Logits: tensor([[[ -34.5644,  -34.4081,  -38.3079,  ...,  -41.6996,  -39.7801,
           -35.0520],
         [ -84.7256,  -82.9326,  -87.0166,  ...,  -91.6668,  -86.2355,
           -84.7094],
         [-109.0798, -105.7259, -109.9116,  ..., -114.2847, -107.6933,
          -105.3613]]], device='cuda:0')
Logits shape: torch.Size([1, 3, 50257])


Here we have:

- the batch dimension, which has 1 element, given that we have one sentence
- the sequence length dimension, which contains 3 tokens
- the vocabulary length dimension, which contains 50257 logits, one for each vocab

**The model has predicted a logit vector for each token in our sentence**. We can convert them into probabilities.

In [16]:
output_probas = output_logits.softmax(dim=-1)
print(f"Probabilites over vocabulary: {output_probas}")

Probabilites over vocabulary: tensor([[[8.9157e-04, 1.0424e-03, 2.1106e-05,  ..., 7.1022e-07,
          4.8419e-06, 5.4752e-04],
         [3.2892e-06, 1.9758e-05, 3.3276e-07,  ..., 3.1810e-09,
          7.2667e-07, 3.3427e-06],
         [4.0888e-07, 1.1700e-05, 1.7799e-07,  ..., 2.2447e-09,
          1.6359e-06, 1.6848e-05]]], device='cuda:0')


We can select which is the most probable **next** token at each position.

In [23]:
most_likely_next_tokens = tokenizer.batch_decode(output_logits.argmax(dim=-1)[0])
print(list(zip(tokenizer.tokenize(text), most_likely_next_tokens)))

[('Once', ' the'), ('Ġupon', ' a'), ('Ġa', ' time')]


Given this output, the next token will be...

In [24]:
next_token = output_logits[0, -1].argmax(dim=-1) #retrieve next token id
next_char = tokenizer.decode(next_token)
print(
    "The next token is:", repr(next_char)
)  # repr is to show special tokens and spaces
print("How the sentence becomes: ", text + next_char)

The next token is: ' time'
How the sentence becomes:  Once upon a time


This process is repeated iteratively, appending the next token prediction at the end of the original sentence, and giving the updated sentence to `gpt-2`again.

In [27]:
# Initialize text
text = "Once upon a"
# Convert text to tensor format
tokens = tokenizer(text, return_tensors="pt").to(device)
print("Generating text...\n")
# Generate 10 words iteratively
for i in range(10):
    with torch.inference_mode():
        # Get model predictions
        output_logits = gpt2(**tokens).logits
        # Select the most likely next token
        next_token = output_logits[0, -1].argmax(dim=-1)

· · · · · · ·

= What you need to do =
(A) Copy the part of the GPT-2 text generation excerpt that starts with the words containing "[('Once', ' the'), ('Ġupon', '" and ends with "text + next_char)".
(B) In the GPT-2 text generation excerpt, how many logits does the vocabulary length dimension contain?
(C) Pick up the GPT-2 text generation excerpt where it stops and continue it.
None of the material matters here.

= Material shown =
· · · · · · ·

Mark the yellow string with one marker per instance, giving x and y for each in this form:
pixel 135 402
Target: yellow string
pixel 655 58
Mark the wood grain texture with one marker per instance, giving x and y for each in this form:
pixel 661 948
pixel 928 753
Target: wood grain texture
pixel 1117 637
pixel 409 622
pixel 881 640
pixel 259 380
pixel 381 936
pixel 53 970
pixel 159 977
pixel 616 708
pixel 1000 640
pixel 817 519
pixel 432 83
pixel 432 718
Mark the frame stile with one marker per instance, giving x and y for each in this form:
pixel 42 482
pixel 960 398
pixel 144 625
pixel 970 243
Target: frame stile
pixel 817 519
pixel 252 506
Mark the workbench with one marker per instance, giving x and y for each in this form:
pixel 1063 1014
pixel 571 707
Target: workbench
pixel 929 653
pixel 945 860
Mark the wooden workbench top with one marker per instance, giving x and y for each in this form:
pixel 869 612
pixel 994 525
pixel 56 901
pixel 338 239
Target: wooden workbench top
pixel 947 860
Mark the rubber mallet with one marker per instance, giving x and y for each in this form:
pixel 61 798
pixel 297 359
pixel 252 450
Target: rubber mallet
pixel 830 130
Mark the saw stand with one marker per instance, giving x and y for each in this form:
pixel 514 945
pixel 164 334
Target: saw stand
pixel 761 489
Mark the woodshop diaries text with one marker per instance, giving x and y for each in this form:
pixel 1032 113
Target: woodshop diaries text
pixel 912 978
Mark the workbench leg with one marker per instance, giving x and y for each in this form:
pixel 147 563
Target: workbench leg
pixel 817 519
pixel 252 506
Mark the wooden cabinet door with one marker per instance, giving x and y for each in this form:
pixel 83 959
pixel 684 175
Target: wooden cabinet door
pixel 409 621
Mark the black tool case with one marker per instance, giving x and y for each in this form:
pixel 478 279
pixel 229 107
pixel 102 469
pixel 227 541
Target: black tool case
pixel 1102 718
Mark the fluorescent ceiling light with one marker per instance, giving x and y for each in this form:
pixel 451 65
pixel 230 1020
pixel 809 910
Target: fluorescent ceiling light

· · · · · · ·

= Answers by item number =
(A)
[('Once', ' the'), ('Ġupon', ' a'), ('Ġa', ' time')]


Given this output, the next token will be...

In [24]:
next_token = output_logits[0, -1].argmax(dim=-1) #retrieve next token id
next_char = tokenizer.decode(next_token)
print(
    "The next token is:", repr(next_char)
)  # repr is to show special tokens and spaces
print("How the sentence becomes: ", text + next_char)

(B) 50257 logits, one for each vocab.

(C)
        # Decode the token to a character
        next_char = tokenizer.decode(next_token)
    # Display the sequence so far
    current_text = tokenizer.decode(tokens["input_ids"][0])  # Reconstruct the string
    print(f"Generation step {i+1}:")
    #!r is a format specifier that calls the repr() function on the variable's value.
    #For strings, repr() includes the quotes around the string
    print(f"Sequence so far: {current_text!r}")
    print(f"{tokens['input_ids'].shape[-1]+1}th char = {next_char!r}\n")
    # Append the new character and re-tokenize
    text += next_char
    tokens = tokenizer(text, return_tensors="pt").to(device)
print("Final text:", text)

Generating text...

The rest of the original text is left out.